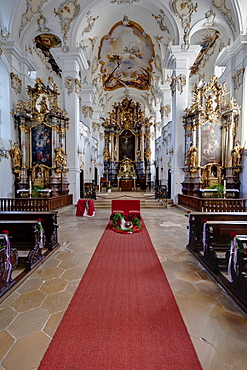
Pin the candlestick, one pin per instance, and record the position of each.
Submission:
(30, 188)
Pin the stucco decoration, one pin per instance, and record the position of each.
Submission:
(184, 10)
(67, 12)
(221, 5)
(45, 42)
(41, 21)
(210, 16)
(238, 78)
(16, 82)
(125, 2)
(125, 55)
(90, 23)
(160, 21)
(34, 7)
(207, 38)
(72, 84)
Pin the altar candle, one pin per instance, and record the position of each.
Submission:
(30, 187)
(224, 186)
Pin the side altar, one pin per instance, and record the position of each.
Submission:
(39, 156)
(212, 153)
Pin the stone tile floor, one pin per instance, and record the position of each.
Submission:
(30, 315)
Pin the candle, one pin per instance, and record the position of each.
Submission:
(30, 188)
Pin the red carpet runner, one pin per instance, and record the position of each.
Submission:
(123, 315)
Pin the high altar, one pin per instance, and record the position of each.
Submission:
(127, 152)
(39, 156)
(212, 154)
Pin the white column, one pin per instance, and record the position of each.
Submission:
(180, 62)
(71, 63)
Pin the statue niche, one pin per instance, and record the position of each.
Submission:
(210, 127)
(39, 159)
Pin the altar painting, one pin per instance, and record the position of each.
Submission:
(127, 145)
(126, 55)
(41, 145)
(211, 143)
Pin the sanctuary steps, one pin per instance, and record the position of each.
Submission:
(147, 200)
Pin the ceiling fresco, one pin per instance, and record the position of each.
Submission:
(126, 55)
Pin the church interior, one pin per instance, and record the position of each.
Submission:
(89, 116)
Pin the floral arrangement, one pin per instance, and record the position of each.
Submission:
(127, 227)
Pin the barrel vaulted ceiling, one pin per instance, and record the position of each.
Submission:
(124, 42)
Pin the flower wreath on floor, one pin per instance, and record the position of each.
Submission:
(120, 225)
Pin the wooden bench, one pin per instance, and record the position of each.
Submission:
(216, 246)
(26, 237)
(195, 224)
(213, 251)
(8, 262)
(49, 223)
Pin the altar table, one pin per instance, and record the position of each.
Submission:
(85, 207)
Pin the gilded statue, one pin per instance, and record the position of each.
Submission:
(191, 156)
(237, 152)
(126, 169)
(43, 105)
(16, 154)
(106, 154)
(60, 157)
(148, 154)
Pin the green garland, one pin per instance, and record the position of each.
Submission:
(117, 217)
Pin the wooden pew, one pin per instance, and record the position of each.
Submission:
(213, 251)
(49, 223)
(195, 225)
(216, 247)
(27, 239)
(8, 262)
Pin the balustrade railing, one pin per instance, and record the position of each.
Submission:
(35, 204)
(213, 204)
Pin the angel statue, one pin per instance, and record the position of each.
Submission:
(237, 152)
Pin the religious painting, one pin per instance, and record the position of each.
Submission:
(41, 145)
(207, 39)
(127, 145)
(211, 143)
(45, 42)
(125, 55)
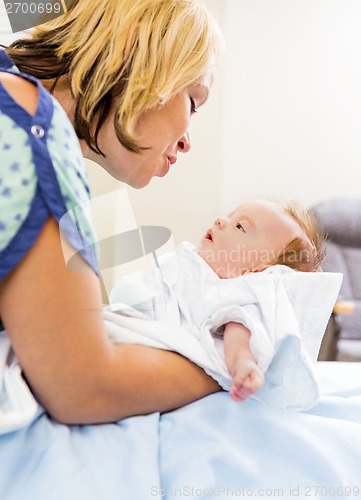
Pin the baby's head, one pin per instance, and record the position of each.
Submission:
(261, 234)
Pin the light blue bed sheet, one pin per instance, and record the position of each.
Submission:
(213, 448)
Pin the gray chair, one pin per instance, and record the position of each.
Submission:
(340, 220)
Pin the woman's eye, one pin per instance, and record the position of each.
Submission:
(239, 226)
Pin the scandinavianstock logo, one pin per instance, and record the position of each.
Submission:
(27, 14)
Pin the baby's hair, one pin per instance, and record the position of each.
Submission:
(303, 254)
(141, 52)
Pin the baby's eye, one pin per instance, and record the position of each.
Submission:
(238, 225)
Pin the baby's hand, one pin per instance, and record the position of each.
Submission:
(247, 378)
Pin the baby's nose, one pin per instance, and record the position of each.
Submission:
(220, 222)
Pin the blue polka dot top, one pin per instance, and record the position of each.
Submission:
(42, 175)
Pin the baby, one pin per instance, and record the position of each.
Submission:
(254, 237)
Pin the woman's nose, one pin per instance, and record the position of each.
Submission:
(184, 143)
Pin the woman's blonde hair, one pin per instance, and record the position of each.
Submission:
(141, 52)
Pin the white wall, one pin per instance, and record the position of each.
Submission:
(292, 105)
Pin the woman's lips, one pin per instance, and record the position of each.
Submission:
(170, 160)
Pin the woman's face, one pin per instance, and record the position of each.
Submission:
(164, 130)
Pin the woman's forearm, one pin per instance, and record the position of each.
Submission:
(137, 380)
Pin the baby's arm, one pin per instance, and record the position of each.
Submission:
(246, 376)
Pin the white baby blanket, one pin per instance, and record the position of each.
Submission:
(182, 309)
(186, 304)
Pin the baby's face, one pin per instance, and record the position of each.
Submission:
(248, 240)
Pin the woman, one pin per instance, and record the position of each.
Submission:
(129, 74)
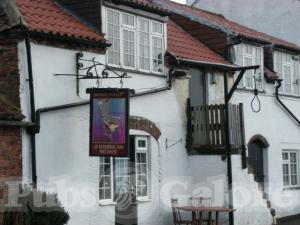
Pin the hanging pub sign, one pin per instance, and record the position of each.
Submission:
(109, 112)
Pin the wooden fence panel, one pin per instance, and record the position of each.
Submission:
(209, 125)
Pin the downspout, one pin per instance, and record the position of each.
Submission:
(278, 81)
(228, 55)
(32, 108)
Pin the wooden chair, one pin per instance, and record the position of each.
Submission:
(176, 214)
(202, 201)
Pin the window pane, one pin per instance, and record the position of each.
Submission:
(128, 19)
(128, 48)
(121, 175)
(249, 73)
(285, 155)
(113, 35)
(142, 143)
(144, 45)
(105, 185)
(141, 174)
(287, 79)
(157, 54)
(293, 157)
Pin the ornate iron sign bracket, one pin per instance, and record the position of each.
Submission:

══════

Description of the task: Change every "Submission" in the data above to "Response" and give the whole data again, otherwise unchanged. Leave the pictures out.

Output for this exercise:
Pin the candlestick, one pin per instance, and record the position of each.
Response:
(30, 188)
Pin the stucco decoration, one pin per instance, and record the position of each.
Response:
(184, 10)
(67, 12)
(221, 5)
(45, 42)
(41, 21)
(210, 16)
(238, 78)
(16, 82)
(125, 2)
(125, 55)
(90, 23)
(160, 21)
(34, 7)
(207, 38)
(72, 84)
Pin the altar candle, one pin per instance, and record the position of each.
Response:
(30, 187)
(224, 186)
Pin the side altar, one pin per instance, and record the position of each.
Response:
(39, 156)
(212, 153)
Pin the stone tile floor, one pin per instance, and record the position of each.
Response:
(30, 315)
Pin the candle, one pin per instance, and record the position of each.
Response:
(30, 188)
Pin the red carpet runner, one pin per instance, and record the position of each.
Response:
(123, 315)
Pin the high altar, one pin per instance, and record the position of each.
Response:
(127, 152)
(39, 156)
(212, 154)
Pin the white column, one pin per instance, and record the position of each.
Response:
(180, 62)
(71, 63)
Pin the statue niche, one pin per instance, and record the position of each.
Response:
(210, 127)
(39, 159)
Pin the altar painting, one pin per instance, and record the position of each.
Response:
(127, 145)
(126, 55)
(41, 145)
(211, 143)
Pin the sanctuary steps, one pin per instance, and record the position of each.
Response:
(147, 200)
Pin the ceiling fresco, one pin per instance, and record the position of each.
Response:
(126, 55)
Pin the church interior, one pin per instance, and record the position of each.
Response:
(89, 116)
Pin the floral arrangement, one pin per instance, and record the position of each.
Response:
(127, 227)
Pin the barrel vaulted ceiling, one pin per instance, and record the position of each.
Response:
(124, 42)
Pin the flower wreath on floor, one pin per instance, and record the position of each.
Response:
(120, 225)
Pin the wooden bench, one pin per instance, and record the position of each.
Response:
(216, 246)
(26, 237)
(195, 224)
(213, 251)
(8, 262)
(49, 223)
Pin the altar table, one pin per instance, and record the position of each.
Response:
(85, 207)
Pin the gilded statue, one pin per instance, and record the position of each.
Response:
(191, 156)
(237, 152)
(126, 169)
(43, 105)
(16, 154)
(106, 154)
(60, 157)
(148, 154)
Pin the green garland, one pin per instance, and record the position of each.
Response:
(117, 217)
Pin the wooden pew, one pin per instance, and record the position of each.
Response:
(213, 251)
(49, 223)
(195, 225)
(216, 247)
(27, 239)
(8, 262)
Pin the balustrade railing, one pin per instance, and record the position of each.
Response:
(35, 204)
(213, 204)
Pin the angel statue, one pin per instance, and record the position of each.
Response:
(237, 152)
Pin the religious painting, one pin per instance, and record the position of each.
Response:
(41, 145)
(207, 39)
(127, 145)
(211, 143)
(45, 42)
(125, 55)
Pin the baby's head, one pin per instance, and record the position of each.
Response:
(261, 234)
Pin the light blue bed sheet, one pin per instance, and record the position of each.
Response:
(213, 448)
Pin the gray chair, one pin per instance, and record the position of each.
Response:
(340, 220)
Pin the woman's eye, one pin per instance, and record the position of each.
Response:
(239, 226)
Pin the scandinavianstock logo, one pin per instance, and record the position of each.
Response:
(27, 14)
Pin the baby's hair, one pin per instance, and record the position of each.
Response:
(303, 254)
(141, 52)
Pin the baby's eye, one pin per instance, and record the position of each.
Response:
(238, 225)
Pin the baby's hand, one pin per instance, and record the position of each.
Response:
(247, 378)
Pin the baby's nose, one pin per instance, and record the position of each.
Response:
(220, 222)
Pin the blue polka dot top, one pin per instance, and record the position of each.
Response:
(42, 175)
Pin the baby, one pin per instance, and record the position of each.
Response:
(254, 237)
Pin the woman's nose, one pin per instance, and record the position of each.
Response:
(184, 143)
Pin the woman's blonde hair, one pin per instance, and record the position of each.
Response:
(141, 52)
Pin the white wall, one pin per instance, and record the position of each.
Response:
(292, 105)
Pin the woman's lips, one pin per instance, and record the position of each.
Response:
(170, 160)
Pin the woman's face, one pin per instance, and record the position of each.
Response:
(164, 130)
Pin the woman's forearm, one pin per instance, and record the position of each.
Response:
(137, 380)
Pin the baby's arm, one pin per instance, and record the position of each.
Response:
(246, 376)
Pin the white baby blanket, one pin per instance, and record the position of each.
Response:
(182, 309)
(186, 304)
Pin the baby's face, one pin per instance, and record the position of each.
Response:
(248, 240)
Pin the woman, one pin per instance, and record the position of each.
Response:
(129, 74)
Pin the hanging pub sign, one pin per instance, and record the position of each.
Response:
(109, 112)
Pin the wooden fence panel, one pin per instance, and record the position of each.
Response:
(209, 125)
Pin the downspout, one pin per instance, and record the position of each.
Response:
(278, 81)
(228, 55)
(32, 108)
Pin the wooden chair, one pin per instance, and record the position of each.
Response:
(176, 214)
(202, 201)
Pin the window pane, one pin per instance, and record the position of each.
Response:
(128, 19)
(128, 48)
(121, 175)
(249, 73)
(285, 155)
(113, 35)
(142, 143)
(144, 45)
(105, 185)
(141, 174)
(287, 79)
(157, 54)
(293, 157)
Pin the ornate iron sign bracket, one pin per instance, and record the position of each.
Response:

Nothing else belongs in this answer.